__TEXT BLOCK__
Sweating It Out | News | Pittsburgh | Pittsburgh City Paper

The word "sweatshop" may evoke early-19th-century America or present-day third-world countries, but local labor activists contend there's one in the county's backyard: Rankin-based W&K Steel. 

The Stop W&K Sweatshop Campaign -- made up of former W&K Steel workers Tim Hand and Aung Oo, college students, and various labor and workers' rights groups -- has been waging public opposition against W&K, a metal fabrication company. 

Hand and Oo have alleged that W&K Steel operates an unsafe facility, exposing workers to hazardous conditions, wage disparities between Americans and refugees, and mistreatment of workers. Hand and Oo wenton strike in September 2009 in protest of the conditions. W&K brass deny the accusations.

Hand and Oo testified at a Nov. 9 Allegheny County Council public-safety meeting. Oo, a Burmese refugee speaking in Karen through translator Saw Kler, said that as a fabricator, he made $10 an hour, and that he and other refugees "made half of what the Americans made." 

Hand, of Irwin, also a fabricator, presented paystubs that showed he made $18.50 an hour, for doing the same job. He then showed pay stubs for Oo and other refugees, who he says made significantly less -- down to $8 an hour. Chad Rink, a campaign leader and representative with Ironworkers Local 3, points out that the median wage estimates noted by the U.S. Department of Labor is $16.87 an hour.

__PROVIDED DATA__
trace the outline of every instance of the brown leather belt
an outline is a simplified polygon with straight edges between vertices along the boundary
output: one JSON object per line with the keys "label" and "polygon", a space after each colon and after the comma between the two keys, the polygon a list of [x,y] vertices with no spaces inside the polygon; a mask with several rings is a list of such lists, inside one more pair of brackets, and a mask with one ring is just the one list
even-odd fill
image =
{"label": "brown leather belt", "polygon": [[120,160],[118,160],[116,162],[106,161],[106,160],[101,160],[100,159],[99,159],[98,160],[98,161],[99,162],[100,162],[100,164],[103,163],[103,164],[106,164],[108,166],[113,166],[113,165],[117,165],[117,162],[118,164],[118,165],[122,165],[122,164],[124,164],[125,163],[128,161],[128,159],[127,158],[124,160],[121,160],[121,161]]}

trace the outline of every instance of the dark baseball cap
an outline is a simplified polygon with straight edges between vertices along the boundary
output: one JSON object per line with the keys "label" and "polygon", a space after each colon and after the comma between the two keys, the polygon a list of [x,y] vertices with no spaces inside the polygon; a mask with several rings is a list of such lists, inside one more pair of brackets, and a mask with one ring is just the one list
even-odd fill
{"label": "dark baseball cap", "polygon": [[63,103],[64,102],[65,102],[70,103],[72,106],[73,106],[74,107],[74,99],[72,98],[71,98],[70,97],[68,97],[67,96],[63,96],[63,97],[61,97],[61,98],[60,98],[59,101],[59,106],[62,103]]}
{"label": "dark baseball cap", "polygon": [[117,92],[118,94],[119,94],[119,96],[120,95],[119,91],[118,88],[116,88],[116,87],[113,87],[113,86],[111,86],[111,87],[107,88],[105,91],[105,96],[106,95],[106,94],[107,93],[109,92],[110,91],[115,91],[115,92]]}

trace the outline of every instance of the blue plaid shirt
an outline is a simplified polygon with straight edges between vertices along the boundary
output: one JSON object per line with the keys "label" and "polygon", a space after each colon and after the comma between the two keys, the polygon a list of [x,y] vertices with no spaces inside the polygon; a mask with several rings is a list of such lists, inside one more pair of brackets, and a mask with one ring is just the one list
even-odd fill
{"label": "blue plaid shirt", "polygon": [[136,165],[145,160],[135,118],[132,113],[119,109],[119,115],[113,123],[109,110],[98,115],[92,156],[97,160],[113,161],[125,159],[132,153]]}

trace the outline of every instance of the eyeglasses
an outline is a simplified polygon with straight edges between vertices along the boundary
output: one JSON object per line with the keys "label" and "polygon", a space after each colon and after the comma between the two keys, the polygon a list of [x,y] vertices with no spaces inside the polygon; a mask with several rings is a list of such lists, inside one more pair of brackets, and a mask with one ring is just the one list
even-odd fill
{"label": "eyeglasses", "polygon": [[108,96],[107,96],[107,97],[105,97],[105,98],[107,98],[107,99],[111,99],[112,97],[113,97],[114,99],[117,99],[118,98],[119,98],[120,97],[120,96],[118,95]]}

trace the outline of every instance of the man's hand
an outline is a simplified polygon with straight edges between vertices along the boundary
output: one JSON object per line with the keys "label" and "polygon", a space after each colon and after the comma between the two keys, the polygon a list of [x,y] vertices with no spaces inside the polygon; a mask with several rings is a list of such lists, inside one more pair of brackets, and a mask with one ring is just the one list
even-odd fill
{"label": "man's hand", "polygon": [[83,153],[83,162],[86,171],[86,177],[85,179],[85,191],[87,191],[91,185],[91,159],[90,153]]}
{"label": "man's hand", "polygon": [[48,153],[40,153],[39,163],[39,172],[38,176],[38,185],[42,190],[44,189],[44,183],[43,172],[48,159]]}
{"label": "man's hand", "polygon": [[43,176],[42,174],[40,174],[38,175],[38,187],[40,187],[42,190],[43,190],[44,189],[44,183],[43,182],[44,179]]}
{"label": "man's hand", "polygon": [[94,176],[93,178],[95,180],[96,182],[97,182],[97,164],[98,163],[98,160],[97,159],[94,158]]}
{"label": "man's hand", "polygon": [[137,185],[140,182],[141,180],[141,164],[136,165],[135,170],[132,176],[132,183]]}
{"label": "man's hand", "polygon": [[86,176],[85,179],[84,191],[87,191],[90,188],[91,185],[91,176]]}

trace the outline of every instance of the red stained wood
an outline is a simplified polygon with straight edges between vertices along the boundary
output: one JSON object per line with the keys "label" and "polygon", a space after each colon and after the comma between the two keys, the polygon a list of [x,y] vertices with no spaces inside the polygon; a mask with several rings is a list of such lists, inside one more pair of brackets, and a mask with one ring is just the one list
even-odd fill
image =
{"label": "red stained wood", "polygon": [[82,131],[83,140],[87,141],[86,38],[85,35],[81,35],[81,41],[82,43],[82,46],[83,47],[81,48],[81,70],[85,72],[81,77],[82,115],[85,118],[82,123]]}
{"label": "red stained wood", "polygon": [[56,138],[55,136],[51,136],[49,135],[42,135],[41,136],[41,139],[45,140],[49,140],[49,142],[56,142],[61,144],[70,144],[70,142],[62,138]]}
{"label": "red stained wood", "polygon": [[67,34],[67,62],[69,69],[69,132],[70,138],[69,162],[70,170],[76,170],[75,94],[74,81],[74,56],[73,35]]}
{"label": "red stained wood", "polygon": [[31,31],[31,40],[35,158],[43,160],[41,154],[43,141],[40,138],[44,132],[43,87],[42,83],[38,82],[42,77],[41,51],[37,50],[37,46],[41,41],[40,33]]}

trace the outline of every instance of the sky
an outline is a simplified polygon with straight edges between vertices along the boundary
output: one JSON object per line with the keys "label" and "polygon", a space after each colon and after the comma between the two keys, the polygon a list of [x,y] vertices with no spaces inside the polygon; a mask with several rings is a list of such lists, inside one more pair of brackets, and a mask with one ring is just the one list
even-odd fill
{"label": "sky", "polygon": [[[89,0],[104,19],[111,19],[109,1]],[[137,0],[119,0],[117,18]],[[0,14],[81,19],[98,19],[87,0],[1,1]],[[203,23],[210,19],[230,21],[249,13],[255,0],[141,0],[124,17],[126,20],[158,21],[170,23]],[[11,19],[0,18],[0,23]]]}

__AIM A__
Answer these questions using the article about the campaign against W&K Steel:
(i) In which town is W&K Steel based?
(ii) According to Oo's testimony, how much did he earn per hour as a fabricator?
(iii) What hourly wage did Hand's paystubs show?
__AIM B__
Write a continuation of the article about the campaign against W&K Steel, starting after its last sentence.

__EXERCISE ANSWER A__
(i) Rankin
(ii) $10 an hour
(iii) $18.50 an hour

__EXERCISE ANSWER B__
"They have to work twice as hard for two hours to get paid what I get paid for one hour," Hand said in a press conference prior to the hearing. 

By the campaign's count, of the 35 employees in the ornamental shop where Oo and Hand used to work, 14 are refugees from places such as Bosnia and Burma. There are about 120 employees total in the company. 

Oo and Hand also complain of other hazardous conditions: a leaky roof in the shop that led to workers welding in puddles of water; exposed wiring; a lack of training on equipment like saws and cranes; no exhaust fans in the shop; and inadequate translation for the refugees. Hand and Rink says several other refugees and workers have corroborated the conditions but have been fearful to speak out.

"We have become refugees in my country. I was hoping I wouldn't see unjust actions when I came here," Oo testified.

W&K calls the public criticism a "smear campaign." Celeste Wilhelm, a company executive and wife of company president Edward Wilhelm, believes it stems from a failure to unionize the plant. 

Wilhelm says W&K's pay scale is based on skill level and says pay rates are "in line" with the national average. "And how many companies pay 100 percent of your health insurance?"

She also cites benefits like English as a Second Language classes funded by W&K for refugees, as well as health, life and vision insurance, vacation, paid holidays, and retirement plans. Refugees are hired through Catholic Charities and Jewish Family and Children Services. "If it weren't for the people that work for us, we wouldn't be where we are today. We try very hard to recognize that and offer them as many benefits as we can."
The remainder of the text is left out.